If the records below hold pictures, omit them, and print exactly the lines from the first line through the line containing "box: [43, 35, 61, 39]", inclusive.

== SUPPLIED INFORMATION

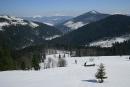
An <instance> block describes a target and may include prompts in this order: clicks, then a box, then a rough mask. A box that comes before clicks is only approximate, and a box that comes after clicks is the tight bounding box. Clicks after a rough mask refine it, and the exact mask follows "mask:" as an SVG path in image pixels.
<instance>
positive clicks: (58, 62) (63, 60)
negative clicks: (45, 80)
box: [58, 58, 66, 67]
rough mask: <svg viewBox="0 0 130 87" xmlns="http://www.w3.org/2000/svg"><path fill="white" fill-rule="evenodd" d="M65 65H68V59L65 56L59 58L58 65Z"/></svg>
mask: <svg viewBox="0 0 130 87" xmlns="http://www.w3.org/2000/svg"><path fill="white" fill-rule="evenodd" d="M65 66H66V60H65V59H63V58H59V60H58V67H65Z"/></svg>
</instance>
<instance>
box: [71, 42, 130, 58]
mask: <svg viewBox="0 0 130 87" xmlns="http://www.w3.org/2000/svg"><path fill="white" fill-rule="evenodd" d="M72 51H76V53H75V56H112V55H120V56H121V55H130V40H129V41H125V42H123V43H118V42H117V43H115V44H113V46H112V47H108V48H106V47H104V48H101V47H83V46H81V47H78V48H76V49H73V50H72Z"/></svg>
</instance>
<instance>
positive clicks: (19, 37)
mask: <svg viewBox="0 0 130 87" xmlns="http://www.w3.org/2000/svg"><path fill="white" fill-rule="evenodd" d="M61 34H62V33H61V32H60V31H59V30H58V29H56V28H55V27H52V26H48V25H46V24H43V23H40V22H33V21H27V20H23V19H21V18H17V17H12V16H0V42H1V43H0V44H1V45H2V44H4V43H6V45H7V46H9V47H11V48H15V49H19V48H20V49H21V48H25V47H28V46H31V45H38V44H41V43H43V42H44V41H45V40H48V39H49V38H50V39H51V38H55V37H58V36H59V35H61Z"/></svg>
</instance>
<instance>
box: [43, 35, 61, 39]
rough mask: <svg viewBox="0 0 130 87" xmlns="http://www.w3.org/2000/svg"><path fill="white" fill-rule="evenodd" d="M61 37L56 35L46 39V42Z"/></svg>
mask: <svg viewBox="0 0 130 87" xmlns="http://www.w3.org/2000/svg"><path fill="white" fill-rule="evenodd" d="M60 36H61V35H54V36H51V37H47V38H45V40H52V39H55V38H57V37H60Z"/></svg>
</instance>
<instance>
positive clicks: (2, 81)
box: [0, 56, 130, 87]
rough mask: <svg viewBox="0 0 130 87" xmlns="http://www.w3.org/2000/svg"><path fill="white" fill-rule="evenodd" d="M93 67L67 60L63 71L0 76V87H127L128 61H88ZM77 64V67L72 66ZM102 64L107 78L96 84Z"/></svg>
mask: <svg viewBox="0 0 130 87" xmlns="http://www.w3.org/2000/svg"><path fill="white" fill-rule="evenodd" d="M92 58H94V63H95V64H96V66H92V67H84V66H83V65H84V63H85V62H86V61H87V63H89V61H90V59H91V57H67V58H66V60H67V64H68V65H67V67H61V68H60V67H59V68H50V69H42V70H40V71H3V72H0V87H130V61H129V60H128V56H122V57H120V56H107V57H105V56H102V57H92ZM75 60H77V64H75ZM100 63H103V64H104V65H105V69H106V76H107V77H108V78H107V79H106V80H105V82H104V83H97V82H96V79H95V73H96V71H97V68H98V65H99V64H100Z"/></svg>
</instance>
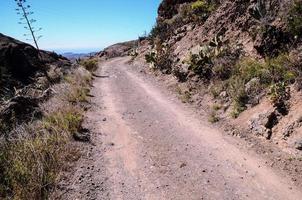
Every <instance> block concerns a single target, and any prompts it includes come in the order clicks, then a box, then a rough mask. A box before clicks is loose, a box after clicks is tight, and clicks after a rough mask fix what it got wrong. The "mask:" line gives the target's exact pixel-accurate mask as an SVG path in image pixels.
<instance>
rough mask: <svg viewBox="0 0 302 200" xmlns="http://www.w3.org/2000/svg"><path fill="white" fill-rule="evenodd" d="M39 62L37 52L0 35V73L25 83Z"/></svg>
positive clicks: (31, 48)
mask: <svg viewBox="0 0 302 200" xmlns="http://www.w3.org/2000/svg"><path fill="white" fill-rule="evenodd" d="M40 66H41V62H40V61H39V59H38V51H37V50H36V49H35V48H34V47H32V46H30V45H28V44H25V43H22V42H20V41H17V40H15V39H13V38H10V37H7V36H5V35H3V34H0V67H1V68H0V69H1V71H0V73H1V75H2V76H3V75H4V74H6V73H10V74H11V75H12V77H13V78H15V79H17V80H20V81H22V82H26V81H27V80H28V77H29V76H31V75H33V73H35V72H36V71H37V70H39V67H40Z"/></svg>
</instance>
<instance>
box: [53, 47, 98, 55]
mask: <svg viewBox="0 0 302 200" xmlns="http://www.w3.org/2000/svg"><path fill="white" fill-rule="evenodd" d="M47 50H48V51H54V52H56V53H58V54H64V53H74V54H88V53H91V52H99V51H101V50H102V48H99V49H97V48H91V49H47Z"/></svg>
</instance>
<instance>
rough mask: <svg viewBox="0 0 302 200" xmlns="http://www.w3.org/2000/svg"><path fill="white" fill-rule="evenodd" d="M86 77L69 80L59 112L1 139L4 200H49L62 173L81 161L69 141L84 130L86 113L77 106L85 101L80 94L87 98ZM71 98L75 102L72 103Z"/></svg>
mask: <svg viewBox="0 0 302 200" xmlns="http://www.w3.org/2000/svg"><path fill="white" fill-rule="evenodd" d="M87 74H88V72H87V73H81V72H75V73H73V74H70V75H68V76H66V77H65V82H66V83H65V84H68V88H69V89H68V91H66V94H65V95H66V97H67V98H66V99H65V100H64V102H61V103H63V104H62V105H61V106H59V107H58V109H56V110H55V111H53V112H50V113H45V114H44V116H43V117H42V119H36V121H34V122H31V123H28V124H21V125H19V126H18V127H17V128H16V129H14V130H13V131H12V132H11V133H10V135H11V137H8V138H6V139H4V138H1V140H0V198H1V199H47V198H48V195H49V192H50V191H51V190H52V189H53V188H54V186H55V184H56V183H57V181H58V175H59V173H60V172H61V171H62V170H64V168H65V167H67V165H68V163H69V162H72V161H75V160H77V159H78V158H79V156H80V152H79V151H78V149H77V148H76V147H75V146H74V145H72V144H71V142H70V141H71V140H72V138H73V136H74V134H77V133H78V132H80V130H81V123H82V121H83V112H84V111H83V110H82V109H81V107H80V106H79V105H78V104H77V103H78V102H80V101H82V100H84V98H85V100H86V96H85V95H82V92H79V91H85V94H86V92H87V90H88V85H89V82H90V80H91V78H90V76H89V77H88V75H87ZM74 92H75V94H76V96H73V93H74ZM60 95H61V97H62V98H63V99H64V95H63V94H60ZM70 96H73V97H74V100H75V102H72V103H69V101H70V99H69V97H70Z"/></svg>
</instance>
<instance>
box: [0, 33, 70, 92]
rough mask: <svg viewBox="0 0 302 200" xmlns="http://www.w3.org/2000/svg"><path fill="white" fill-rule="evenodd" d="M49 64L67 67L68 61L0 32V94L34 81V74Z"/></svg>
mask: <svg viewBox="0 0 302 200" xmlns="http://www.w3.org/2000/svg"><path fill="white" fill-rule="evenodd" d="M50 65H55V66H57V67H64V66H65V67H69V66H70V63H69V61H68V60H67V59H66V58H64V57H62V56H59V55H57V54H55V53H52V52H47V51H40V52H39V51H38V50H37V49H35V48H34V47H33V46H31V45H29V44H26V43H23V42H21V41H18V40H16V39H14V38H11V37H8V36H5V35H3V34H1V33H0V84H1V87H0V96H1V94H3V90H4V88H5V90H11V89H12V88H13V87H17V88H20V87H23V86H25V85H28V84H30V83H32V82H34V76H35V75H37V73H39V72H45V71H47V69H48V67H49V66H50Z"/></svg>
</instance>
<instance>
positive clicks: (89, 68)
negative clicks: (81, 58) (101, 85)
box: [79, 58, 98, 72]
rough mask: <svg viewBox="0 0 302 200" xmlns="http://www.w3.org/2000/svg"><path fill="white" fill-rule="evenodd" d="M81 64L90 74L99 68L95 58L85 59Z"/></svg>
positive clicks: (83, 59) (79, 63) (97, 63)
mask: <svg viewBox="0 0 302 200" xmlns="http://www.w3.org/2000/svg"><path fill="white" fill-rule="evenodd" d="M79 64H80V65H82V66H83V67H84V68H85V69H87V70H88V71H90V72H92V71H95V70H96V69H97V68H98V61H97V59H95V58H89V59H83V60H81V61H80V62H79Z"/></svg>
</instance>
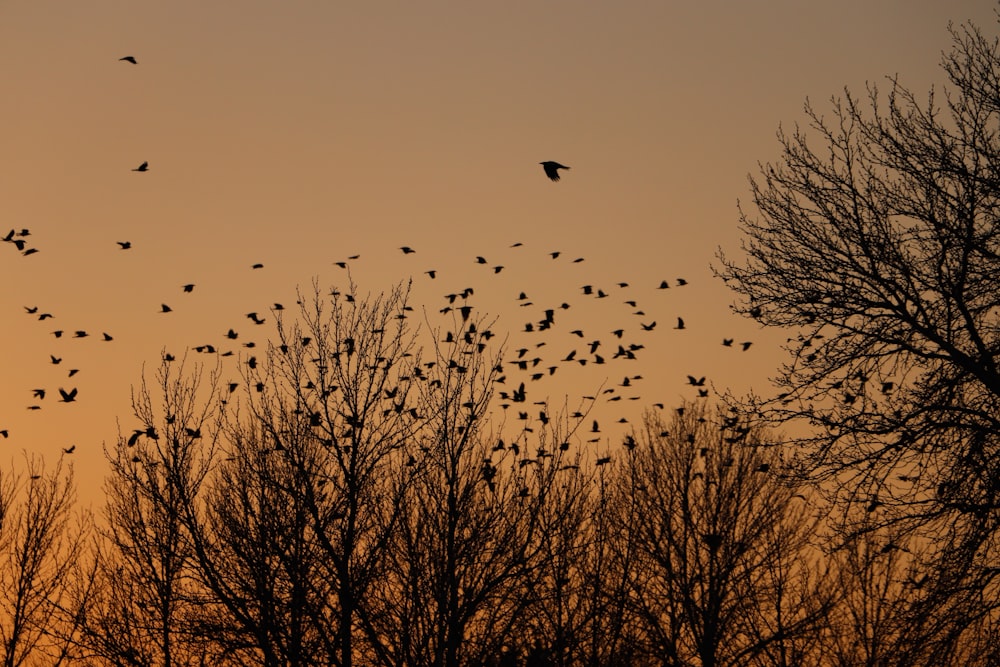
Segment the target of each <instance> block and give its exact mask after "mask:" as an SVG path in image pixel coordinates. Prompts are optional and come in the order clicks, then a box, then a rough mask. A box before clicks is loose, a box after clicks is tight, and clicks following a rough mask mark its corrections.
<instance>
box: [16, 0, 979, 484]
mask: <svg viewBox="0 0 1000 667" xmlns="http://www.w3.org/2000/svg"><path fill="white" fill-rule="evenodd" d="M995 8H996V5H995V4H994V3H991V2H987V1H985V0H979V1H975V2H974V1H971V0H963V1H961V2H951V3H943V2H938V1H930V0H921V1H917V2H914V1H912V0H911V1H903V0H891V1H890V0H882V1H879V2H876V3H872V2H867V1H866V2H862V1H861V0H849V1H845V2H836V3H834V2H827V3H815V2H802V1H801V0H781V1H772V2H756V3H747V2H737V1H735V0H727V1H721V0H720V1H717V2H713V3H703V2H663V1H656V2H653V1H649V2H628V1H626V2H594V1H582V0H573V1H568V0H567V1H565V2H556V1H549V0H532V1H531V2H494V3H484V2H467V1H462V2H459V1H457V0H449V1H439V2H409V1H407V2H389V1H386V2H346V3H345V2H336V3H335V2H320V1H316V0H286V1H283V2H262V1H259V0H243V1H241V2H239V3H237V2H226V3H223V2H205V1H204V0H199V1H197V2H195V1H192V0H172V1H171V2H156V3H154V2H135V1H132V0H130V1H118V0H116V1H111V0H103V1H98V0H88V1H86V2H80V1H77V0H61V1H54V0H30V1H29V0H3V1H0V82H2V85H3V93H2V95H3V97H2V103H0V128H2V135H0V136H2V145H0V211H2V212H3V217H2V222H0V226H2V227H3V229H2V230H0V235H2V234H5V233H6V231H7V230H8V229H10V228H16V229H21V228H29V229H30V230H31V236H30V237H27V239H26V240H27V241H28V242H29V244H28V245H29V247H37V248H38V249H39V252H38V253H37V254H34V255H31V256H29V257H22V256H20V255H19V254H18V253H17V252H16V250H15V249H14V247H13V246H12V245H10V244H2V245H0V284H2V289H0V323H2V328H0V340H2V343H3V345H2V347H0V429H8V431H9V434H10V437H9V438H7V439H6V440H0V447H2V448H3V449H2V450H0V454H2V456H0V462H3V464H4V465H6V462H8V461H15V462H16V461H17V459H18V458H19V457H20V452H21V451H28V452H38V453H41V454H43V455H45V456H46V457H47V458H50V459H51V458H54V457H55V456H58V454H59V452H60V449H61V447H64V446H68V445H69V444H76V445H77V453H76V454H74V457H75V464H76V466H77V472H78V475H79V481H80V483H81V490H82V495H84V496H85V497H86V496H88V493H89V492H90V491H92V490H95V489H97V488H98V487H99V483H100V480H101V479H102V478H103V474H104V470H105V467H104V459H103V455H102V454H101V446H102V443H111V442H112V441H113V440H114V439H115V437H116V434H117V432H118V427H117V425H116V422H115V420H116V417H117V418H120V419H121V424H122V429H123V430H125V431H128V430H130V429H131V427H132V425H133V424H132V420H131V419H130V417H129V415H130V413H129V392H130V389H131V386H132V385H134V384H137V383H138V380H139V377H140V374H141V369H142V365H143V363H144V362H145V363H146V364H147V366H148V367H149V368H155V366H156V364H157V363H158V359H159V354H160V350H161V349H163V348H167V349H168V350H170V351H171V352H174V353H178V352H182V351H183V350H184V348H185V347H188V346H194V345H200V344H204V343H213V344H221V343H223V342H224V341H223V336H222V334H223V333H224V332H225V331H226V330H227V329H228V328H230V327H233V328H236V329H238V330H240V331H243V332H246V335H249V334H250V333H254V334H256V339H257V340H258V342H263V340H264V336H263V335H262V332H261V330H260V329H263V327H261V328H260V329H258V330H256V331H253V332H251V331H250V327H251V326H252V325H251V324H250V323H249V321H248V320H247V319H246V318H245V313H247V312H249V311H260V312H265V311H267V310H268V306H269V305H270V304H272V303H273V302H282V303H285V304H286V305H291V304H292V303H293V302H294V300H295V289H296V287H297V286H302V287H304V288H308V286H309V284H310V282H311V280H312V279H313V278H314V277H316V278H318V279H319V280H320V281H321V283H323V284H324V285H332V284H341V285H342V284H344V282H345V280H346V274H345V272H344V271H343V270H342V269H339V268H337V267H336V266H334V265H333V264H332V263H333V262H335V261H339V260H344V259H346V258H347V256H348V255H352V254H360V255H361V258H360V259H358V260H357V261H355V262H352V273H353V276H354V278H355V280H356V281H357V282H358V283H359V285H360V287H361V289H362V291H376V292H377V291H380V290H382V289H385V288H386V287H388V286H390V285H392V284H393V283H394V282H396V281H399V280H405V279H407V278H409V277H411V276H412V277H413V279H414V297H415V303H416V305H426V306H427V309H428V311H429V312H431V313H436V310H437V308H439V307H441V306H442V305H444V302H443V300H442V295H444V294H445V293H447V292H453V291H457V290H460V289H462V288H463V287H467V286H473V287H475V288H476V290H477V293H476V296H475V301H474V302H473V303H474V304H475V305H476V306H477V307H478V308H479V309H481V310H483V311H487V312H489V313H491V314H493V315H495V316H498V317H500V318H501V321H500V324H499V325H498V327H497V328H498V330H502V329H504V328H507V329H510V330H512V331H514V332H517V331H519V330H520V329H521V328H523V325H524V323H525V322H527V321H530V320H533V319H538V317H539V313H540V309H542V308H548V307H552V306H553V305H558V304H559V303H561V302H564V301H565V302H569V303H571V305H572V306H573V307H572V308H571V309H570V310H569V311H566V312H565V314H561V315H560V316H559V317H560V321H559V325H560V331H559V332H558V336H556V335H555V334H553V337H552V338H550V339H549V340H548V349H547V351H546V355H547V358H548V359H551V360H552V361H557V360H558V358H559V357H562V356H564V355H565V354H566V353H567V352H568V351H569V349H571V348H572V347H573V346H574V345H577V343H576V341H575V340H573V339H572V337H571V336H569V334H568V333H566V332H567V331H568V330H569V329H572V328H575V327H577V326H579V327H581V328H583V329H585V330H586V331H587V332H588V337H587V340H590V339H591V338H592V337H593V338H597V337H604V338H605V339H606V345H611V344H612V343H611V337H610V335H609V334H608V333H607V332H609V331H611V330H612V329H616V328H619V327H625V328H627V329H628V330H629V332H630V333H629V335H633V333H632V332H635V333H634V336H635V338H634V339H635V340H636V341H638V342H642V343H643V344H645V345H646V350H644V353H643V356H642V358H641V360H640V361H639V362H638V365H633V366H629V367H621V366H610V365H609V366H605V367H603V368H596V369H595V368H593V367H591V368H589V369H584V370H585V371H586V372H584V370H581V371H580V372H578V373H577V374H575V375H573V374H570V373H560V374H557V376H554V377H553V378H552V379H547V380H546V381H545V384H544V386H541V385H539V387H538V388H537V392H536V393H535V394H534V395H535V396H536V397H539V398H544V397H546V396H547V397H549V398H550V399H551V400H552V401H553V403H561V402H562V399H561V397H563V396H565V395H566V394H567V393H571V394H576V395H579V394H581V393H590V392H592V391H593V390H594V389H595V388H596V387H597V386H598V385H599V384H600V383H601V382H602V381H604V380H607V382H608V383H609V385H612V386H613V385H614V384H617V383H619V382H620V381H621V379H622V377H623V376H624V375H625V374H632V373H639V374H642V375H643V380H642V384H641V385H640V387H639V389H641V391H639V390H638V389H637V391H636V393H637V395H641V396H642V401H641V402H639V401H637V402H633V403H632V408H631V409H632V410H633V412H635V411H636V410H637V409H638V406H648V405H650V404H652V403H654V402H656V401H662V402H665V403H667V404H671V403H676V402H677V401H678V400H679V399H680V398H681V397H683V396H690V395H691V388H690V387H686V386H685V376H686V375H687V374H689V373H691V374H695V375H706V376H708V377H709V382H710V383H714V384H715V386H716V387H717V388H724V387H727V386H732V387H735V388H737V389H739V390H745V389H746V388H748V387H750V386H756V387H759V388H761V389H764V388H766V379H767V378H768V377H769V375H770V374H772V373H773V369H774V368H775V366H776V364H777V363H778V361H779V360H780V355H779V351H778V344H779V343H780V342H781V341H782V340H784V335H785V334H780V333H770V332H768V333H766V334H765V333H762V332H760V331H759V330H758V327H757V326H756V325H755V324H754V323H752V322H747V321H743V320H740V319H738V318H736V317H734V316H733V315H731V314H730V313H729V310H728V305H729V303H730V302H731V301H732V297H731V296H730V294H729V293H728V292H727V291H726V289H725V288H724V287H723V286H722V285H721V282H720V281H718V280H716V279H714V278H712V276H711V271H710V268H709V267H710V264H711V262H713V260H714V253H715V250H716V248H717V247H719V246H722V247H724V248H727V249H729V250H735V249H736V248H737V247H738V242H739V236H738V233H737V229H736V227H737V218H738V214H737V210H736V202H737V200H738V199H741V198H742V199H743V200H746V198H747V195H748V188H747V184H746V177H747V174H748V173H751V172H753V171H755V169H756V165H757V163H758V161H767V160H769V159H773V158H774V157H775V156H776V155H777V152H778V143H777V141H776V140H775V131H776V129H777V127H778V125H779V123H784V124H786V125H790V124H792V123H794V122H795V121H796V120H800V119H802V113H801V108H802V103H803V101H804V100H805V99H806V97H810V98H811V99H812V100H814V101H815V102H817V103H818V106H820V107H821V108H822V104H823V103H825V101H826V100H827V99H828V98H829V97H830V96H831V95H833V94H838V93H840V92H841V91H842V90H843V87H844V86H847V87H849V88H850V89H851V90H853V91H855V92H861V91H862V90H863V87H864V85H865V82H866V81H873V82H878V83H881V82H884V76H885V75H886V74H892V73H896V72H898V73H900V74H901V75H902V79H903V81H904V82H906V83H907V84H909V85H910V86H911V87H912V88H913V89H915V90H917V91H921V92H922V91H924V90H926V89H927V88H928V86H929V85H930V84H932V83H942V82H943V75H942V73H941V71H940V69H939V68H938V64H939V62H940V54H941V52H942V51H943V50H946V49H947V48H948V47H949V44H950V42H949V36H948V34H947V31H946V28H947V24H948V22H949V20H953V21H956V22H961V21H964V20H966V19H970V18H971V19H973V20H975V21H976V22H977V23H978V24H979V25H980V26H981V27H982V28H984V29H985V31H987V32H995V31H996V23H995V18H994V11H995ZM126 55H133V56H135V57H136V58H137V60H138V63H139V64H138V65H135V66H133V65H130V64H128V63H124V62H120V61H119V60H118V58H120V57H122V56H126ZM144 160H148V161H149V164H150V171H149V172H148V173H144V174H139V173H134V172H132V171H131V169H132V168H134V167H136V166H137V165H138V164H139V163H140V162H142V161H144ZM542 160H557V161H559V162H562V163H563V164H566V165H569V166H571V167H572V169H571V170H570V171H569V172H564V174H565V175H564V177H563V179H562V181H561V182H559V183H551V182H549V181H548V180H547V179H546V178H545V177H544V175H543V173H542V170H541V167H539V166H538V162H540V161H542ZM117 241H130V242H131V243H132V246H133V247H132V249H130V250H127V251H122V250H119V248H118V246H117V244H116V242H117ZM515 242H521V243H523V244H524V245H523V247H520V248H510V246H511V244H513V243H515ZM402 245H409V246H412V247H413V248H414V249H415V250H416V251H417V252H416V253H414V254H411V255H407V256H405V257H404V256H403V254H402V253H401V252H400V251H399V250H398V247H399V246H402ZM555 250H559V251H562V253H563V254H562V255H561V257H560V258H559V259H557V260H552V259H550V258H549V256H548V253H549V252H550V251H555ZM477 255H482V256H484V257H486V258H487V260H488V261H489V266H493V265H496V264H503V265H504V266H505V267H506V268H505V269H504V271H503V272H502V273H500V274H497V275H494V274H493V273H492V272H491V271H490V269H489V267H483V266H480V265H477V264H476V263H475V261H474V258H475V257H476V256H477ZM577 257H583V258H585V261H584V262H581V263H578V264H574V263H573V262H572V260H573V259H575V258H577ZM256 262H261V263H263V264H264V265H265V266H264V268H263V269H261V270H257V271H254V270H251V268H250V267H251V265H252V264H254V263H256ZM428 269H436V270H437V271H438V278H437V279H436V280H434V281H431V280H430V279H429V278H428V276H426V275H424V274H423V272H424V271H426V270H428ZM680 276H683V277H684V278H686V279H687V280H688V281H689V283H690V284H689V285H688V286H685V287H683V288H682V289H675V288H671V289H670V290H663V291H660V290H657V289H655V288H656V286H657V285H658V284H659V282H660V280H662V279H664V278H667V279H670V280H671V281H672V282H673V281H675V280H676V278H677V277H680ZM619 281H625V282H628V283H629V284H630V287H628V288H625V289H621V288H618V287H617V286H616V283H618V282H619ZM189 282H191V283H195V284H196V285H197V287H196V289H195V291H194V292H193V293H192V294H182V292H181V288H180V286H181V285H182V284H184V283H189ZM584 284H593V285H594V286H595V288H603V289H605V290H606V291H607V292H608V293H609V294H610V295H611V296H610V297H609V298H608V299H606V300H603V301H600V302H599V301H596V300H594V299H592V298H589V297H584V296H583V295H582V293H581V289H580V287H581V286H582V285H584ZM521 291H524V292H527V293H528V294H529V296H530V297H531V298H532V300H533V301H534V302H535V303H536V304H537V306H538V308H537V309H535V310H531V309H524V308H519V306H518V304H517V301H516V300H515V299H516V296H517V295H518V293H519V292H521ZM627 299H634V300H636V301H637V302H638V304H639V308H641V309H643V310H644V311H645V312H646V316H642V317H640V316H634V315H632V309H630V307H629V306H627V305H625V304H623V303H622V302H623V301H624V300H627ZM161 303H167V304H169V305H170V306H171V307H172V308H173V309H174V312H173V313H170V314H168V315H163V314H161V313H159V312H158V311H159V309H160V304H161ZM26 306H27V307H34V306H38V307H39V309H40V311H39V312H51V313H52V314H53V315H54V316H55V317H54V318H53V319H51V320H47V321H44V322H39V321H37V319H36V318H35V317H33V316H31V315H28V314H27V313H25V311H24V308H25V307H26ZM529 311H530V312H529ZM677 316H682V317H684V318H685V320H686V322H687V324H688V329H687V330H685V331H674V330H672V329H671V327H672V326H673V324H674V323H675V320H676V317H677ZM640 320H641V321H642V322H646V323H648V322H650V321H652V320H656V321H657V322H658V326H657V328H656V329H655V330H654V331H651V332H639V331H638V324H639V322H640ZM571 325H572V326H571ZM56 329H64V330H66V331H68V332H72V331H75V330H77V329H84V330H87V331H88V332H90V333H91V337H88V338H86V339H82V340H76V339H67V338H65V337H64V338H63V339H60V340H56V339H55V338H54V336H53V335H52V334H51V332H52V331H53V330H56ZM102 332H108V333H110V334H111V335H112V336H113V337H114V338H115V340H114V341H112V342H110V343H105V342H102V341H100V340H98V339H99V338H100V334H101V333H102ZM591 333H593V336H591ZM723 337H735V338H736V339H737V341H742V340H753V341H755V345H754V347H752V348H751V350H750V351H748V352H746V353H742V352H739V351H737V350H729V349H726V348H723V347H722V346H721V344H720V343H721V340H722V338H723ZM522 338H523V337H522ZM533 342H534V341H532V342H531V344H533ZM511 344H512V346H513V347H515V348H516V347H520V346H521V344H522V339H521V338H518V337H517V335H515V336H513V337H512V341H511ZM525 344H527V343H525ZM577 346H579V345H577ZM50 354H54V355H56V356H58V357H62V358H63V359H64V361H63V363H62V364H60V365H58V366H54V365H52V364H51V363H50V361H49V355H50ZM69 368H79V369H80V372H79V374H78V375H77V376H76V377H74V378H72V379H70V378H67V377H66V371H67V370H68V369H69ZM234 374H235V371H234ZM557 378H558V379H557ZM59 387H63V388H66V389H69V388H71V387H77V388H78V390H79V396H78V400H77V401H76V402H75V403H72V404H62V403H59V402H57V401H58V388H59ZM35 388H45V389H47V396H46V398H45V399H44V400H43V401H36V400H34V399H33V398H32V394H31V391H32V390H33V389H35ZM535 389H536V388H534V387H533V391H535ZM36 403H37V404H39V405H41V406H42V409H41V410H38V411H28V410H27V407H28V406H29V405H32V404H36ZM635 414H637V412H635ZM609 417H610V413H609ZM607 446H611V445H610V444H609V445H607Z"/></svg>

====

■ **RESULT FOR THIS EXERCISE**
An <instance> block describes a target and may include prompts in this order: clicks, then a box, then a rough mask. A box that comes before clicks is only approximate, and a box that comes after clicks is the tight bounding box. Clicks after a rough mask refine it, and the exact mask follows "mask:" as an SVG path in image pixels.
<instance>
positive clicks: (58, 62) (63, 60)
negative clicks: (45, 80)
box: [58, 58, 66, 67]
rough mask: <svg viewBox="0 0 130 87" xmlns="http://www.w3.org/2000/svg"><path fill="white" fill-rule="evenodd" d="M65 65H68V59L65 56L59 58L58 65Z"/></svg>
mask: <svg viewBox="0 0 130 87" xmlns="http://www.w3.org/2000/svg"><path fill="white" fill-rule="evenodd" d="M65 66H66V60H65V59H63V58H59V60H58V67H65Z"/></svg>
</instance>
<instance>
box: [71, 42, 130, 58]
mask: <svg viewBox="0 0 130 87" xmlns="http://www.w3.org/2000/svg"><path fill="white" fill-rule="evenodd" d="M72 51H76V53H75V56H112V55H120V56H121V55H130V40H129V41H125V42H123V43H118V42H117V43H115V44H113V46H112V47H108V48H106V47H104V48H101V47H83V46H81V47H78V48H76V49H73V50H72Z"/></svg>
</instance>
<instance>
positive clicks: (19, 37)
mask: <svg viewBox="0 0 130 87" xmlns="http://www.w3.org/2000/svg"><path fill="white" fill-rule="evenodd" d="M61 34H62V33H61V32H60V31H59V30H58V29H56V28H55V27H52V26H48V25H46V24H43V23H40V22H33V21H27V20H23V19H21V18H17V17H12V16H0V42H1V43H0V44H1V45H2V44H4V43H6V45H7V46H9V47H11V48H15V49H19V48H20V49H21V48H25V47H28V46H31V45H38V44H41V43H43V42H44V41H45V40H48V39H49V38H50V39H51V38H55V37H58V36H59V35H61Z"/></svg>
</instance>
<instance>
box: [43, 35, 61, 39]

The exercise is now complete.